Copy out the lines of the data listing below, starting at the line that contains "Please place a point on the building" and ending at the last line of the listing, with the requests included. Add 60 to every coordinate given in the answers.

** Start Information given **

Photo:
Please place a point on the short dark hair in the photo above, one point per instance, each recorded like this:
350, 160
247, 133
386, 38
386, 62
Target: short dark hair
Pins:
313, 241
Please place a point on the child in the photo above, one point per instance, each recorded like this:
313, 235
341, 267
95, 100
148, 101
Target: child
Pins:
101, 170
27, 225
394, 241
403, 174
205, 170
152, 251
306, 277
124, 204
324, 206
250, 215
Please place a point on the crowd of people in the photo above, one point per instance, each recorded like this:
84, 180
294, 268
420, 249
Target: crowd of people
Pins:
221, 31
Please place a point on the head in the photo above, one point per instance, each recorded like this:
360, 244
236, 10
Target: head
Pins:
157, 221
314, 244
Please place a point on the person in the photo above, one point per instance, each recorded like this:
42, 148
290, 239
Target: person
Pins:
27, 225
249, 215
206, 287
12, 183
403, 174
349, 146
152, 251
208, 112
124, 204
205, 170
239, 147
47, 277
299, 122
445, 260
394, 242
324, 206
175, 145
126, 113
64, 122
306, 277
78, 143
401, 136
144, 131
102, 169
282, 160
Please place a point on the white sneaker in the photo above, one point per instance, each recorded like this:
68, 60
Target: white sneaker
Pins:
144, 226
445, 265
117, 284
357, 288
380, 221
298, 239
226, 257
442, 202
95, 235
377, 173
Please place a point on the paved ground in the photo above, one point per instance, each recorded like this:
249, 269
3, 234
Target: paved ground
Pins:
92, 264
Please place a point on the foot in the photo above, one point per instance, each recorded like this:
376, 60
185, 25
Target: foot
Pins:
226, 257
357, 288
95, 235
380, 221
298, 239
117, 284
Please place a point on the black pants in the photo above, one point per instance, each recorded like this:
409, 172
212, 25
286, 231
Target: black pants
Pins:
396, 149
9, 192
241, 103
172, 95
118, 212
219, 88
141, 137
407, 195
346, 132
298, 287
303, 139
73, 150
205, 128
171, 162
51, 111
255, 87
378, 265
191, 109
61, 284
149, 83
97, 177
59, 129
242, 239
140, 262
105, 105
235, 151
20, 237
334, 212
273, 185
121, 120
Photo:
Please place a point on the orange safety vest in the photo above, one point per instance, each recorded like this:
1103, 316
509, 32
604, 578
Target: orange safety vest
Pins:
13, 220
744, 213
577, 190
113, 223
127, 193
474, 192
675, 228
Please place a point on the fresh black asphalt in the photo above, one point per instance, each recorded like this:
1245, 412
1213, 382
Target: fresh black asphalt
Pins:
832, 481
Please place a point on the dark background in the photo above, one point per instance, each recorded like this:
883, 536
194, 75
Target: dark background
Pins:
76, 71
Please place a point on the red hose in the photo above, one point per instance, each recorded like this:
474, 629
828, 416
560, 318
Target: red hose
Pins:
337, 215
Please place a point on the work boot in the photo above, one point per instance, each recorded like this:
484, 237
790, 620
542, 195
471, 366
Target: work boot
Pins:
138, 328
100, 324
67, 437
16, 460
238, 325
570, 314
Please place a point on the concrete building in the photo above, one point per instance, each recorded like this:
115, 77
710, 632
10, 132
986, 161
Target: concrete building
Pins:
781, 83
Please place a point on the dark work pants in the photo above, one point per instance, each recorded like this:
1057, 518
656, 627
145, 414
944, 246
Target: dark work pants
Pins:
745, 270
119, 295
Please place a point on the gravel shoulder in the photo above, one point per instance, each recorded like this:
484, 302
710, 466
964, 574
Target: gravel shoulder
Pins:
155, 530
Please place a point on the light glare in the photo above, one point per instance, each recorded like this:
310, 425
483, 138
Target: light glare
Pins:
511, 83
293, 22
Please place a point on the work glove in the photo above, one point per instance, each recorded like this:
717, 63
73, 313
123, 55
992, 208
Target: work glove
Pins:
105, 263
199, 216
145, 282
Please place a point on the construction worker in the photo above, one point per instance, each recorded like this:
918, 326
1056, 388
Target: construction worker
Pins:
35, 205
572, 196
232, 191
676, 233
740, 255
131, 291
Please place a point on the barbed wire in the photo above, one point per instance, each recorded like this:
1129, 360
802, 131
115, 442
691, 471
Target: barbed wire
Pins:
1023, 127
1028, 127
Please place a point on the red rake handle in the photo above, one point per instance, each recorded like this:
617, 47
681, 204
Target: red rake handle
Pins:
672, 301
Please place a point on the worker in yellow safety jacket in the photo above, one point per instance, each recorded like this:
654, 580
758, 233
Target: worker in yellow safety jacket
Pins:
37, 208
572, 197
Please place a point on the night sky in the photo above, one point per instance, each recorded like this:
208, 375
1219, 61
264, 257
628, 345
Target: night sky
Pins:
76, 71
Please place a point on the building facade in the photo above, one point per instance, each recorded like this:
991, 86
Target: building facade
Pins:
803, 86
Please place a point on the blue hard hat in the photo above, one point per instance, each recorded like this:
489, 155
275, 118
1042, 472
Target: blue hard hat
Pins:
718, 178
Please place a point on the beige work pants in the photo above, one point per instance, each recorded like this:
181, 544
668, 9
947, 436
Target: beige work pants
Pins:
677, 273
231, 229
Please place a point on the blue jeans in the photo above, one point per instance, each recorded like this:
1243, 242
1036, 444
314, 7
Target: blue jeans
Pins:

** End Information given **

[Response to this exercise]:
Please place a point on the building facade in the photo above, one point per instance, each recorded like this:
991, 86
Target: building facade
Pins:
863, 146
Please place a point on the blue hard hat in the photo above, one point per instance, each recorded like this:
489, 155
275, 118
1042, 472
Target: blue hard hat
Pins:
778, 238
Please place a point on the beige work pants in the photo above, one point per instance, each recorded like this:
181, 544
668, 9
947, 436
Target: beige work pants
Pins:
737, 333
291, 289
Please place a point on the blue jeans in the photo above, one point per instance, each recorded like this:
1243, 242
1036, 444
314, 7
Target: blue jeans
Pins:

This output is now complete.